> Point annotation data records
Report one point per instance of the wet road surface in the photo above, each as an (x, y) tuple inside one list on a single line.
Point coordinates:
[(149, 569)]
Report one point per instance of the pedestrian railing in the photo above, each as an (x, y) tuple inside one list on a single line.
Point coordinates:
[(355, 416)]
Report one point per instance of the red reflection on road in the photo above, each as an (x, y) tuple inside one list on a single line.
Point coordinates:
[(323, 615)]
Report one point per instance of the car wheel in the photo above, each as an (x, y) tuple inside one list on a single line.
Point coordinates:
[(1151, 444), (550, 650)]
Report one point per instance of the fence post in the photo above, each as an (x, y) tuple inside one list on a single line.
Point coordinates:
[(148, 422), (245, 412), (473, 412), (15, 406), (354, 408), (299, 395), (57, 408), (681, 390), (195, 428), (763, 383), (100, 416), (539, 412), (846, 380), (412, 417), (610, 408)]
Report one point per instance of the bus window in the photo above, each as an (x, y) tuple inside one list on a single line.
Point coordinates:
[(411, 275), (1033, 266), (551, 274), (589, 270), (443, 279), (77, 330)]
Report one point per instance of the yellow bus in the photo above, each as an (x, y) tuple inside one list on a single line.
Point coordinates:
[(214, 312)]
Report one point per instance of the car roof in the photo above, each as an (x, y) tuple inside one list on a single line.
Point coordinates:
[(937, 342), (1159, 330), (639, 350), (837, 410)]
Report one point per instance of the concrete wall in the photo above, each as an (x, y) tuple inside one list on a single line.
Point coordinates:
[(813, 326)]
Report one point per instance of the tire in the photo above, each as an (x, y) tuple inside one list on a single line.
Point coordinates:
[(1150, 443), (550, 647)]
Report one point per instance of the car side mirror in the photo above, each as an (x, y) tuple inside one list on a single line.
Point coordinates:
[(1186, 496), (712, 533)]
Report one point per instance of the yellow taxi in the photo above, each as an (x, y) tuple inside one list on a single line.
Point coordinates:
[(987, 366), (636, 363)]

> Short exercise
Return every line of the data above verbatim, with nothing altered or left out.

> Written reply
Report one point per instance of the wet road surface in the photo above, each as an (x, y) tuple inside one list on a single line.
Point coordinates:
[(149, 569)]
Report one point per instance of the pedestrian railing in the photo above, each as an (x, y) tuple inside one list on a single line.
Point coordinates:
[(355, 416)]
Report one point per instance of the red reflection on road in the photo above, each as an (x, y) tuple inside one list on a single line.
Point coordinates:
[(323, 615)]
Report one point per instance of the car wheel in the photo above, each as an (x, y) tuple inside one list on a single line.
Point coordinates:
[(1151, 444), (550, 650)]
Report one point per instance of the fence post in the photo above, each as an (x, y) tuple inside one list on a single line.
Point coordinates:
[(148, 422), (245, 412), (473, 412), (15, 406), (354, 408), (299, 395), (57, 408), (681, 390), (195, 428), (763, 383), (100, 416), (539, 412), (846, 380), (412, 417), (610, 408)]
Report one point per instance of the bus window in the photo above, each as an (x, y) tuple inside one list on a single line.
Point coordinates:
[(411, 275), (1033, 266), (551, 274), (589, 270), (443, 279), (77, 330)]
Report one point per instance of the yellow bus in the photo above, each as an (x, y) tuple inside one list on a single line.
Point coordinates:
[(214, 312)]
Report one point per instance of the car roof in the photo above, each as an (x, y) tuple inside one list on a single line.
Point coordinates:
[(937, 342), (1159, 330), (639, 350), (837, 410)]
Report one point per instance of the concrete wall in the photo above, each as an (x, y) tuple inside one list on a single line.
Point coordinates:
[(813, 326)]
Report one point per instance of the tire in the photo above, each as an (x, y) tuple inside one list on a single line.
Point coordinates:
[(1150, 443), (550, 647)]
Report one point per instance of the car side mirror in the photo above, each as an (x, y) tuple inside one list on a single line.
Point coordinates:
[(1186, 496), (712, 533)]
Report one point per instance of the yellow taxi in the photo above, each as an (x, y) tuple inside one list on a single line.
Point coordinates:
[(987, 366), (636, 363)]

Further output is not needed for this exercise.